▶ [WORK REQUIRED] Extract every one of the lines below word for word, leaving the pictures out of your answer.

** start of EXERCISE INPUTS **

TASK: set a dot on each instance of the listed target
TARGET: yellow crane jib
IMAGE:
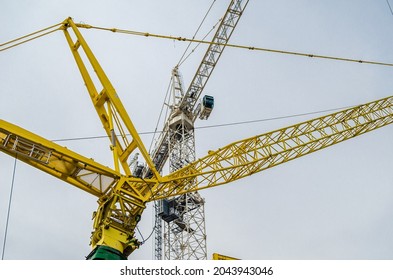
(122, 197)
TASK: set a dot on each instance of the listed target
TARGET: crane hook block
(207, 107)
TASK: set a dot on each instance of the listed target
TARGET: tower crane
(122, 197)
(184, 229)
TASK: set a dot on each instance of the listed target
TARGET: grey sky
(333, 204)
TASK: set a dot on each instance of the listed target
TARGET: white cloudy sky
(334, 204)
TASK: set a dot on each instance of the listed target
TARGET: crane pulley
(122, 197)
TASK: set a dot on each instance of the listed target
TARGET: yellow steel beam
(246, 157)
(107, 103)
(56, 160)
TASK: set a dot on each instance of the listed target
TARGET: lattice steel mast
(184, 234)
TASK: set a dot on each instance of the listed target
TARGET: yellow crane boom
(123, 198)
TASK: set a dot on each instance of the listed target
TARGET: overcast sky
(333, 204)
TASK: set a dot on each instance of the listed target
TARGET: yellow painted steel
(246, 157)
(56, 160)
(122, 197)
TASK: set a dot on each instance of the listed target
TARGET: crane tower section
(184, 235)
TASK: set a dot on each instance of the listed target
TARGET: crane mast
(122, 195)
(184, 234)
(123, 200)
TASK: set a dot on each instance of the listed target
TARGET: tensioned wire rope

** end of EXERCISE INPUTS **

▶ [EXERCISE SOLUTION]
TASK: set a dot on each instance of the listed target
TARGET: yellow crane jib
IMAGE:
(122, 197)
TASK: set a dot on each instance of the listed target
TARGET: crane hook block
(207, 107)
TASK: set a dot on each instance of the listed target
TARGET: tower crane
(122, 197)
(184, 229)
TASK: set a dot on each instance of the listed target
TARGET: grey sky
(333, 204)
TASK: set a dot on each instance of the listed target
TARGET: white cloudy sky
(334, 204)
TASK: set a dot on each instance of the listed target
TARGET: crane pulley
(122, 197)
TASK: set a dot on each instance of the listed target
TARGET: yellow steel beam
(246, 157)
(107, 103)
(56, 160)
TASK: set a dot on each instance of the listed target
TARGET: lattice steel mast
(184, 234)
TASK: set a dot on each instance of the listed target
TARGET: yellow crane boom
(123, 198)
TASK: set a dot on each instance of the listed target
TARGET: overcast sky
(333, 204)
TASK: set a dot on each instance of the listed target
TARGET: yellow painted steel
(246, 157)
(56, 160)
(122, 197)
TASK: set a dot on each instance of the listed target
TARGET: crane tower section
(184, 235)
TASK: set a dot on each instance of the listed target
TARGET: crane mast
(122, 195)
(184, 234)
(123, 200)
TASK: set a dot on each instance of the listed target
TARGET: tensioned wire rope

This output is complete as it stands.